[Pointing and labeling entries]
::::::
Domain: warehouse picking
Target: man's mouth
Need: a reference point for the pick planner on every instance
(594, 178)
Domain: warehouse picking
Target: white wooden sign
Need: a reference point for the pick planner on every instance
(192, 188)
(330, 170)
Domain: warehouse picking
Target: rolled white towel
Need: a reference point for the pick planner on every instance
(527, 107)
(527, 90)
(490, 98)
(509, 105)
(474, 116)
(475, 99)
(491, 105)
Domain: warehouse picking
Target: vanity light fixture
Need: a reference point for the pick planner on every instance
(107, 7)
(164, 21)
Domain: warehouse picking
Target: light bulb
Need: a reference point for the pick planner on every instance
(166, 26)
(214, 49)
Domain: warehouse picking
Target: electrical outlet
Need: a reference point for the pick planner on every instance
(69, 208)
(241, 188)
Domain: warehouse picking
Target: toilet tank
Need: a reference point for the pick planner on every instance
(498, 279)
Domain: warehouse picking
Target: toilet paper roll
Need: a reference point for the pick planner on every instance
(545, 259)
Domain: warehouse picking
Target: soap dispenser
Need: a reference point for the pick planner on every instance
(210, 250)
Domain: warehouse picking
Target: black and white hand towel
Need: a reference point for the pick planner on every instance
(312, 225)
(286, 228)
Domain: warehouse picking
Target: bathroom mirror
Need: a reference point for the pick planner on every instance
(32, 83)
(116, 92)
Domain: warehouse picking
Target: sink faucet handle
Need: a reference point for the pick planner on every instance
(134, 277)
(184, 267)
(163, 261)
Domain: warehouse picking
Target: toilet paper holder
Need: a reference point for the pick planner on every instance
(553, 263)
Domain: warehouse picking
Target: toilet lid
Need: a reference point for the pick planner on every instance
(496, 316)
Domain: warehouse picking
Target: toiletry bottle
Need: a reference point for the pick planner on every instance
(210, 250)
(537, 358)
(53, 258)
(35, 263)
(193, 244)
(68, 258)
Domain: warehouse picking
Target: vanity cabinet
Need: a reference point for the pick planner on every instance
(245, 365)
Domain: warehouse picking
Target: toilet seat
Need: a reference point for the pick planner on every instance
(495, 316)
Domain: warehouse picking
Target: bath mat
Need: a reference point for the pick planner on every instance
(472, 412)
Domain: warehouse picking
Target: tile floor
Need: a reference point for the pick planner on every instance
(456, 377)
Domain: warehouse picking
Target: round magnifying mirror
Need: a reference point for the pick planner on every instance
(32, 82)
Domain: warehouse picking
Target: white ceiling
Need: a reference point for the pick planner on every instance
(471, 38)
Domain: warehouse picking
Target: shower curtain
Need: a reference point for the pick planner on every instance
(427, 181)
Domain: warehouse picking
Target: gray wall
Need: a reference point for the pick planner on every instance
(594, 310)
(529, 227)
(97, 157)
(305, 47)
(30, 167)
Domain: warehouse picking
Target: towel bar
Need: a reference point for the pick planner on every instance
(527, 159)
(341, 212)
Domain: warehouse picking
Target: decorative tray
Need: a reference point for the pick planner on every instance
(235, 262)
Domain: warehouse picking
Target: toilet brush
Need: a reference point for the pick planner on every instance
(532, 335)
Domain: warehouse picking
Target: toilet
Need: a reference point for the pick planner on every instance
::::::
Task details
Make an exact copy of the material above.

Output
Domain: warehouse picking
Target: man's mouth
Need: a reference point for the pick planner on every instance
(594, 178)
Domain: warehouse picking
Target: white wooden sign
Need: a reference point for the pick planner on every instance
(192, 188)
(330, 170)
Domain: warehouse picking
Target: rolled white towel
Need: a reference point for the pick planner on every instance
(527, 107)
(527, 90)
(490, 98)
(509, 105)
(474, 116)
(475, 99)
(491, 105)
Domain: warehouse picking
Target: vanity light fixture
Need: a reference point for the pick planner on every instance
(107, 7)
(164, 21)
Domain: warehouse picking
Target: light bulb
Need: a reference point for the pick planner on every instance
(166, 26)
(214, 49)
Domain: warehouse picking
Target: electrical outlet
Need: a reference point for the pick planner on every instance
(69, 208)
(241, 188)
Domain: warehouse picking
Target: toilet tank
Need: a reference point for the pick planner on every instance
(498, 279)
Domain: warehouse picking
Target: toilet paper roll
Need: a reference point for the pick planner on every instance
(545, 259)
Domain: warehouse picking
Target: soap dispenser
Need: a reference point for the pick planner on every instance
(210, 250)
Domain: warehouse picking
Target: black and white hand towel
Need: a reference point for the pick planner on every instance
(312, 225)
(286, 228)
Domain: warehouse picking
Target: bathroom mirror
Need: a reference point for the pick planner on every instance
(32, 83)
(116, 92)
Domain: warehouse picking
Target: sink faucet handle
Need: a reference point for the pick planner on every instance
(134, 277)
(184, 267)
(163, 261)
Domain: warehouse picking
Target: toilet paper holder
Need: a reference point for the pick planner on every instance
(553, 263)
Domain: warehouse picking
Target: toilet lid
Need: a reference point for the pick planner on every instance
(496, 316)
Domain: warehouse picking
Target: toiletry bottle
Need: a reference point for the pick planner on every instance
(210, 250)
(537, 358)
(53, 258)
(35, 263)
(193, 244)
(68, 258)
Domain: warehouse picking
Target: vanity cabinet
Need: a reference point for the pick planner on every instance
(245, 365)
Domain: warehouse picking
Target: toilet seat
Need: a reference point for the pick planner on every instance
(495, 316)
Domain: warehouse picking
Target: bath mat
Need: a reference point for the pick planner on every instance
(472, 412)
Domain: warehouse picking
Target: tile floor
Need: a reference point for the pick planner on every instance
(456, 377)
Domain: warehouse picking
Target: round magnifying mirror
Need: a reference point for the pick planner on every instance
(32, 82)
Domain: warehouse picking
Target: white ceiling
Need: a reference point for the pick planner on every instance
(471, 38)
Domain: warehouse picking
Target: shower curtain
Need: a reference point for the pick planner on every instance
(427, 181)
Domain: warehouse picking
Target: gray wall
Need: a reference point for the pick planner on every instance
(594, 310)
(529, 227)
(97, 157)
(305, 47)
(30, 167)
Domain: warehouse picking
Target: towel bar
Need: a reference point for the pick planner on every instance
(527, 159)
(341, 212)
Domain: warehouse picking
Target: decorative tray
Need: a reference point for the pick planner on every instance
(235, 262)
Domain: warehouse picking
Target: toilet brush
Need: a reference point for the pick planner on every instance
(532, 335)
Domain: warehouse picking
Target: toilet
Need: a reference point for the pick planner on every instance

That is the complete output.